_ACTION ITEM A_
According to the text on the Boreal Shield Ecozone, what share of Canada's freshwater surface area lies in the ecozone's water features?
_ACTION ITEM B_
Pick up the Boreal Shield Ecozone text after its last sentence and keep writing.

*** EXCERPT TO READ ***

Largest ecozone in Canada, stretching from Saskatchewan to Newfoundland

The Boreal Shield Ecozone, as defined by the Commission for Environmental Cooperation (CEC), is the largest ecozone in Canada. Covering 1.8 million square kilometres it covers almost 20% of Canada's landmass, stretching from northern Saskatchewan to Newfoundland.

==Geography==
===Landforms===
The retreat of the Laurentide Ice Sheet left a landscape of broadly rolling uplands and lowlands with precambrian granitic bedrock outcrops. Few clear drainage channels were left in the rocky sediments deposited by the glacier resulting in a deranged drainage pattern. The numerous wetlands and lakes formed give this ecozone a unique character. Water features in this ecozone contain 22% of Canada's freshwater surface area.

===Soils===
Soil types vary widely across the region in response to the wide range of climate and soil components present. Cryosols are found in the most northerly areas wherever there is permafrost. Accumulation of organic matter, particularly peat, results in organic soils in much of the area. Brunisols occur in the north and west of the region where coarse to medium sediments are found. In these soils, soil formation is ongoing and will eventually result in either podzols or luvisols. In the south and east, podzols are found under forests growing primarily on sand in cold conditions. Gleysols are found where poor drainage has resulted in depleted oxygen. Luvisols are present where forests overlay clay deposits. These two soil types occur across the region wherever these conditions occur.

*** End of EXCERPT TO READ ***
*** DATA PROVIDED ***

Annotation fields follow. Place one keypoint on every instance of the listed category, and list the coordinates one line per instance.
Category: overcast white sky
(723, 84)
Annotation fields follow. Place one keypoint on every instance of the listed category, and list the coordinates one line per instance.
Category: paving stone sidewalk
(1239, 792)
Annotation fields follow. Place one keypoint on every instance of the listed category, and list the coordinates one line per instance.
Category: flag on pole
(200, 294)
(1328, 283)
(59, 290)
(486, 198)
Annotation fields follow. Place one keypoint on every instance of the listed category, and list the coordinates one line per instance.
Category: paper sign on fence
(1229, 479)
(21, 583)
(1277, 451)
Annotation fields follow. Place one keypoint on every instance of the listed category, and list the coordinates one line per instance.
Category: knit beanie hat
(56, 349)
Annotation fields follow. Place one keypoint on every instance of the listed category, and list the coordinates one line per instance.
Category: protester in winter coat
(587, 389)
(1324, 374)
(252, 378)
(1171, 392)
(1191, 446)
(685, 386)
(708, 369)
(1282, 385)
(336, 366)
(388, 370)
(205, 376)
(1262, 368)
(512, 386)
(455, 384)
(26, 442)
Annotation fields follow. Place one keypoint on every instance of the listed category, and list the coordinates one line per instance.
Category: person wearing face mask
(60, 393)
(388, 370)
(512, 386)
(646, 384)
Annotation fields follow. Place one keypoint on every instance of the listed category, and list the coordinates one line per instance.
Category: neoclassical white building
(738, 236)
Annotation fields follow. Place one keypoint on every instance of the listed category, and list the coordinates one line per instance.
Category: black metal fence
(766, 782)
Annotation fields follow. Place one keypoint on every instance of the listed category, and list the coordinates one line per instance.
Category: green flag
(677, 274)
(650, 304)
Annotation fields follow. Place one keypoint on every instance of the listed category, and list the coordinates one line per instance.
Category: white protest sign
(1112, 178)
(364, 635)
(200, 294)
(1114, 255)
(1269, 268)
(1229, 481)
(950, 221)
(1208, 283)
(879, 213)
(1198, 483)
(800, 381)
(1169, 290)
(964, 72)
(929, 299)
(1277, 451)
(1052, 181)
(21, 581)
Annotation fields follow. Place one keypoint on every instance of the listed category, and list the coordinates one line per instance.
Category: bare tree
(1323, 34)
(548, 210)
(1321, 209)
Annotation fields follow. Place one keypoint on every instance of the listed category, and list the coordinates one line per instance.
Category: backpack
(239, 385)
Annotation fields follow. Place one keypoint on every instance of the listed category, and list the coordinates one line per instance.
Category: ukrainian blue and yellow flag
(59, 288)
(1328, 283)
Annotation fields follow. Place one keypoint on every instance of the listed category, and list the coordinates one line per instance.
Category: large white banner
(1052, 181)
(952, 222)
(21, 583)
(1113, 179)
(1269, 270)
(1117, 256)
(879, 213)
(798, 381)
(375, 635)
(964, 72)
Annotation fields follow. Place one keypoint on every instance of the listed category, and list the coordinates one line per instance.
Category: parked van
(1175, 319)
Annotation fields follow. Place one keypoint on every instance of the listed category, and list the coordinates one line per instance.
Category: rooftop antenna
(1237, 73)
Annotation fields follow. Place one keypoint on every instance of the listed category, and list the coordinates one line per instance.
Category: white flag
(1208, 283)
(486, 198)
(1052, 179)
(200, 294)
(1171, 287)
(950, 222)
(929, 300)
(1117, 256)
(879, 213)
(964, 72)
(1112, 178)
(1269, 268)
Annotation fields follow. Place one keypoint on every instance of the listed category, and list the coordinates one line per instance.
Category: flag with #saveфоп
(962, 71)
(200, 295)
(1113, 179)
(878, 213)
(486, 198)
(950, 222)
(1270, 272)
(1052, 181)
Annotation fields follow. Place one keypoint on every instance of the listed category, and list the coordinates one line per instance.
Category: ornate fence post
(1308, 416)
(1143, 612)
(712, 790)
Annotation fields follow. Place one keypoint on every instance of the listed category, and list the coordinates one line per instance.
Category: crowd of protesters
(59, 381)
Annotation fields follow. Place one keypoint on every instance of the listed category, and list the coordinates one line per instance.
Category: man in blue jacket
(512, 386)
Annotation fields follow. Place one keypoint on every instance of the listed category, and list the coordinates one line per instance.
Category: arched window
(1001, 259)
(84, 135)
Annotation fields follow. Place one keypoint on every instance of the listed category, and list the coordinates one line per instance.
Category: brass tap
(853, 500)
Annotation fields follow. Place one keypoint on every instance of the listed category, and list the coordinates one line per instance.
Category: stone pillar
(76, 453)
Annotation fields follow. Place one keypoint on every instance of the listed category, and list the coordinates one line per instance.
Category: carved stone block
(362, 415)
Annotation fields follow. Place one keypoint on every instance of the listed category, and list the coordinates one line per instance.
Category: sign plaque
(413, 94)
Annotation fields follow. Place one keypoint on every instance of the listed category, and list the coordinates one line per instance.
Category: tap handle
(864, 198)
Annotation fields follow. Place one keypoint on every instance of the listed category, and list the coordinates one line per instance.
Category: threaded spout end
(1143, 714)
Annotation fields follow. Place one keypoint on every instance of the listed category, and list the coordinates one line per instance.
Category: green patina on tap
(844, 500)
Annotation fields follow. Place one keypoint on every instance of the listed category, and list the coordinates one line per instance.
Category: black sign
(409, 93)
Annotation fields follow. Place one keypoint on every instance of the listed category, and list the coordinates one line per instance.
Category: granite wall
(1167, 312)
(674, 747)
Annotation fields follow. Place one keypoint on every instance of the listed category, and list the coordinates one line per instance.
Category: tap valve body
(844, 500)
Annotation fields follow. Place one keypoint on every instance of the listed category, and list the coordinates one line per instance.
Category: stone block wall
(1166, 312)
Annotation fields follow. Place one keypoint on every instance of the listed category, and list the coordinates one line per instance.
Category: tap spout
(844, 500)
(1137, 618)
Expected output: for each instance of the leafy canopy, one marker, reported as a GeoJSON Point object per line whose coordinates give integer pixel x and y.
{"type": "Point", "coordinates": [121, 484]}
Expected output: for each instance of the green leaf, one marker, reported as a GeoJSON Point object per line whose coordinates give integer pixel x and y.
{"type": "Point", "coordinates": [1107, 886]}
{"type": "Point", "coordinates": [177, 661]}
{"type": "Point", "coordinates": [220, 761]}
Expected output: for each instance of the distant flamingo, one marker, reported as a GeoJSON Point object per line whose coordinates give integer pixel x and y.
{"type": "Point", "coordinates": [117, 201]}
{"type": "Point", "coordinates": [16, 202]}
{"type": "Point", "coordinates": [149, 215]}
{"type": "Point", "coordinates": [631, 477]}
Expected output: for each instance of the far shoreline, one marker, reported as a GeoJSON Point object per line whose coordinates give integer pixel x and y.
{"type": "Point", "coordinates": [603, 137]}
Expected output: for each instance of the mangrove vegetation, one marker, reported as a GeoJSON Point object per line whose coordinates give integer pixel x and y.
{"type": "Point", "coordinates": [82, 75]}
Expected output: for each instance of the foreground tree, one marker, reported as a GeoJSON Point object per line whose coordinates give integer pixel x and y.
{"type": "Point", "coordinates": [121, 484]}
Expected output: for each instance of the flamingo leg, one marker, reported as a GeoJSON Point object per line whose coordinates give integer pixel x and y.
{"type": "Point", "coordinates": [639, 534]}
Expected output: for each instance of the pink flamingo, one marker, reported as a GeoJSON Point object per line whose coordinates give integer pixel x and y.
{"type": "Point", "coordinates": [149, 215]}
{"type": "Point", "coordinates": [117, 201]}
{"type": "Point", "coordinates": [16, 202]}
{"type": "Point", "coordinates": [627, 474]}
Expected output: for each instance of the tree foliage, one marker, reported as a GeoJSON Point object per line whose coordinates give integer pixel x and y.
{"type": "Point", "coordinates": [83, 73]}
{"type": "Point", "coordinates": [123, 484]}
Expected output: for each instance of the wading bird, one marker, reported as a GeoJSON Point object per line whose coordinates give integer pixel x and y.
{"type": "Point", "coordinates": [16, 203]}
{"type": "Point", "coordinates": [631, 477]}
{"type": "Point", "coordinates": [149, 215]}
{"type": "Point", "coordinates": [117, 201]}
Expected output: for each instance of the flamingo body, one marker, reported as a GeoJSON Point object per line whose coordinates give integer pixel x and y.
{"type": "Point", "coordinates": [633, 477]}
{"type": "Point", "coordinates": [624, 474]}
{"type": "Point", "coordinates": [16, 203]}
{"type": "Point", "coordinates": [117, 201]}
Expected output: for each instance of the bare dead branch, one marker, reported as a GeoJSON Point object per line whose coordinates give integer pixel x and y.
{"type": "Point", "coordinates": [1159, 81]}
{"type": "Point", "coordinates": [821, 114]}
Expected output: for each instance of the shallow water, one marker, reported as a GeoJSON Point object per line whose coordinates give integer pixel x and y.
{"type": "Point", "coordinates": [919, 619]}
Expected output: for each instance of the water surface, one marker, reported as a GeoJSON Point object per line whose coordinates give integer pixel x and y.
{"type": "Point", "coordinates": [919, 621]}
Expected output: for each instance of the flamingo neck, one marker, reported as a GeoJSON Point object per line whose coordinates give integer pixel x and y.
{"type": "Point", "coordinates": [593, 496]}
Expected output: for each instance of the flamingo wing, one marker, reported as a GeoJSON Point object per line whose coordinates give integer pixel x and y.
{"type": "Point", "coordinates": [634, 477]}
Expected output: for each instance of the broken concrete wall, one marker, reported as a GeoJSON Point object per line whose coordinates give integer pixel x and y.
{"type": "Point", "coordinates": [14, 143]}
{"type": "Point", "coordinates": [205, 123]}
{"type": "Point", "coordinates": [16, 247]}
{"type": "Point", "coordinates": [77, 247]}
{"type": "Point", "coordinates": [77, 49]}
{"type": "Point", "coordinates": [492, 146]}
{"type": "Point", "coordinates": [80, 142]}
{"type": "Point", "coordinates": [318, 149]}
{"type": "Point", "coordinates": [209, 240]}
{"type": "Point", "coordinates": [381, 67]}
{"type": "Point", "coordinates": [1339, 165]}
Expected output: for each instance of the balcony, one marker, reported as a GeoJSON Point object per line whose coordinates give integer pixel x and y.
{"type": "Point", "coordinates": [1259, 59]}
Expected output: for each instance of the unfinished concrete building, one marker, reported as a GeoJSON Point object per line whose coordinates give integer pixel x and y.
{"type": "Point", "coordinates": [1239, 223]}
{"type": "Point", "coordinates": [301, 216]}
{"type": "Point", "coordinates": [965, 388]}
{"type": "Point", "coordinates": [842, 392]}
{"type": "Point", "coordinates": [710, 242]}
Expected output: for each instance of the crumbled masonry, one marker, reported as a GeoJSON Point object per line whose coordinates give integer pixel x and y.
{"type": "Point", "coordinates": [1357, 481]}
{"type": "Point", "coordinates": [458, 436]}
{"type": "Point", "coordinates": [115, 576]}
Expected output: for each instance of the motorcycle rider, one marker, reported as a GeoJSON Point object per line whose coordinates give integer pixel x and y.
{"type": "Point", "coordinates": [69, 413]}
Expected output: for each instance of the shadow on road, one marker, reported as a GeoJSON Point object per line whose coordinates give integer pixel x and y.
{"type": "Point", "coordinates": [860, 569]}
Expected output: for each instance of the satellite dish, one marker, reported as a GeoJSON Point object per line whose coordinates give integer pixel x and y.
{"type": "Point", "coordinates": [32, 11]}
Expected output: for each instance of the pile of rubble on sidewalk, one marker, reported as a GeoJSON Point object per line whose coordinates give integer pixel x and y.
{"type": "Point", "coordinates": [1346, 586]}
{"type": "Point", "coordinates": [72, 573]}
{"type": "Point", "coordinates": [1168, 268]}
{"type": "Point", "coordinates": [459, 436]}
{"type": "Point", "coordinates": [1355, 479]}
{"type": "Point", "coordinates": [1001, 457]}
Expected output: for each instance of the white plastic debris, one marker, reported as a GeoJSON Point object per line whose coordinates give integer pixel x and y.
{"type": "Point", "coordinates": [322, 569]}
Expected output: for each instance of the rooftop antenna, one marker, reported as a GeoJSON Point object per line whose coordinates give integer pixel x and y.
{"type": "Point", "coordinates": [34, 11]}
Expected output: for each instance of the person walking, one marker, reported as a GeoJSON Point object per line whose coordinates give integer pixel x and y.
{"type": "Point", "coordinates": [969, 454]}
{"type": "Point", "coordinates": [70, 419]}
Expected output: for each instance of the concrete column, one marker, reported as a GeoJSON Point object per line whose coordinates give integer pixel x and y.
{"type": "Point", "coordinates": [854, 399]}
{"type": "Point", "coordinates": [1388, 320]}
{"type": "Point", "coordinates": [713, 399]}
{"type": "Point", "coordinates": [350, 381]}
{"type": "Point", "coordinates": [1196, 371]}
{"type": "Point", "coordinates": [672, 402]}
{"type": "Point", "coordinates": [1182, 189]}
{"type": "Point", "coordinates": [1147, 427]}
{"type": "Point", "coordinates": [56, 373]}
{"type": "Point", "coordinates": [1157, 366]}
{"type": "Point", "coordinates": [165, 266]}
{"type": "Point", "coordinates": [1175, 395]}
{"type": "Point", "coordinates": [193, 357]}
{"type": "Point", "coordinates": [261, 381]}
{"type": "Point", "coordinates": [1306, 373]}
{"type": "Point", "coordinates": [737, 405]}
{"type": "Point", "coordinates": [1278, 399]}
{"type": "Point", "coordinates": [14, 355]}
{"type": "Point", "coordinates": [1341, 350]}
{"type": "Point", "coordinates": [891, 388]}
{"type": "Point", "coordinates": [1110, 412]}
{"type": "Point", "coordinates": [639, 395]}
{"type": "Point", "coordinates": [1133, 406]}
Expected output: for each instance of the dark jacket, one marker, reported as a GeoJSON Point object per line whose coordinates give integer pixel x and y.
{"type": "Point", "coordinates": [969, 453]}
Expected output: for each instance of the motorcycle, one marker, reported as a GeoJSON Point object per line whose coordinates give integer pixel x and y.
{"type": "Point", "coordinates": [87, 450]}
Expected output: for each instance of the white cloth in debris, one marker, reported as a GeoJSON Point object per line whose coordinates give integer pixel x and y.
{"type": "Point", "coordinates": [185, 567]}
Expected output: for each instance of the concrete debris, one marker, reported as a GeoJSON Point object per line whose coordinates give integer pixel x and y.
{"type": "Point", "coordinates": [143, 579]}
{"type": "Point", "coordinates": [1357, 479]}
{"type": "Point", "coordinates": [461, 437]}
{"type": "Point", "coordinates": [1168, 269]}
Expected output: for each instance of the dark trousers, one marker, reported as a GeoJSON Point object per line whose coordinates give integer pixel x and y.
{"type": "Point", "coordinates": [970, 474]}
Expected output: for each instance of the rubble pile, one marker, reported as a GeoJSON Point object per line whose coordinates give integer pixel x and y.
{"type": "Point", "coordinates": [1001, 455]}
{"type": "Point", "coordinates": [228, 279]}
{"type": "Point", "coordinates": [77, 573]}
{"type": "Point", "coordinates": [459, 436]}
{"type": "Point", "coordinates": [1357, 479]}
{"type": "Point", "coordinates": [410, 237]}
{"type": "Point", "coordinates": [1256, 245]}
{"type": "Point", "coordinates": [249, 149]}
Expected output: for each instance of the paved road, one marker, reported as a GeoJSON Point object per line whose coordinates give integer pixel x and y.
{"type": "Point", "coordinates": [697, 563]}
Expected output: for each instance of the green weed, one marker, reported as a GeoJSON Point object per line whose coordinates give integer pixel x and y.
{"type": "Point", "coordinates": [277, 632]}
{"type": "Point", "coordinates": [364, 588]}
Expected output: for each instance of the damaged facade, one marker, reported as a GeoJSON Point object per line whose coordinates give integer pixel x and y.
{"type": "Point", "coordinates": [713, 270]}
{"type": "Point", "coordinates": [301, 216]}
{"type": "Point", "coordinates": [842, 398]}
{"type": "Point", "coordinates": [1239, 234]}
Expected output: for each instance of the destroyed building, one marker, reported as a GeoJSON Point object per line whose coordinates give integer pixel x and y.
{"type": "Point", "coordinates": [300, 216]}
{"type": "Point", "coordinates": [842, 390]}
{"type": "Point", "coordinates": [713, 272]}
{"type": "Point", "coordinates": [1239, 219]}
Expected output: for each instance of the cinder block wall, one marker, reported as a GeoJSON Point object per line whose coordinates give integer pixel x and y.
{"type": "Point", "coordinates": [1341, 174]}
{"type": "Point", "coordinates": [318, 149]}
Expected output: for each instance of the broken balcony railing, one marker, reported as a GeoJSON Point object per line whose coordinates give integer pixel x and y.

*** End of DATA PROVIDED ***

_TASK ANSWER A_
22%

_TASK ANSWER B_
===Ecoprovinces===
This ecozone can be further subdivided into six ecoprovinces:
- Eastern Boreal Shield
- Lake of the Woods
- Mid-Boreal Shield
- Newfoundland
- Southern Boreal Shield
- Western Boreal Shield

===Ecoregions===
Each province continues to work on defining subregions within the larger
national ecozone and ecoprovince system.

The Alberta Natural Subregion - Natural Regions (2006) found within this ecozone are:
- Tazin River Upland - Taiga Shield

The Manitoba Ecoregions within this ecozone are:
- Churchill River Upland Ecoregion
- Hayes River Upland Ecoregion
- Lac Seul Upland Ecoregion
- Lake of the Woods Ecoregion

The Saskatchewan Ecoregions within this ecozone are:
- Churchill River Upland Ecoregion
- Athabasca Plain Ecoregion

==Climate==
The regional climate has long, cold winters and short summers, conditions which are moderated in coastal regions. Summers in the east are warmer than those in the west of the region. The mean annual temperature ranges from −4 °C in northern Saskatchewan to 5.5 °C in Newfoundland. Precipitation increases from west to east.

==Ecology==
===Flora===
The region is widely forested with white and black spruce, balsam fir and jack pine. Deciduous trees are more common in the south, with white birch, trembling aspen and balsam poplar. There are also yellow birch and sugar maple to the east. In areas of muskeg there are stands of black spruce or tamarack. There are frequent forest fires.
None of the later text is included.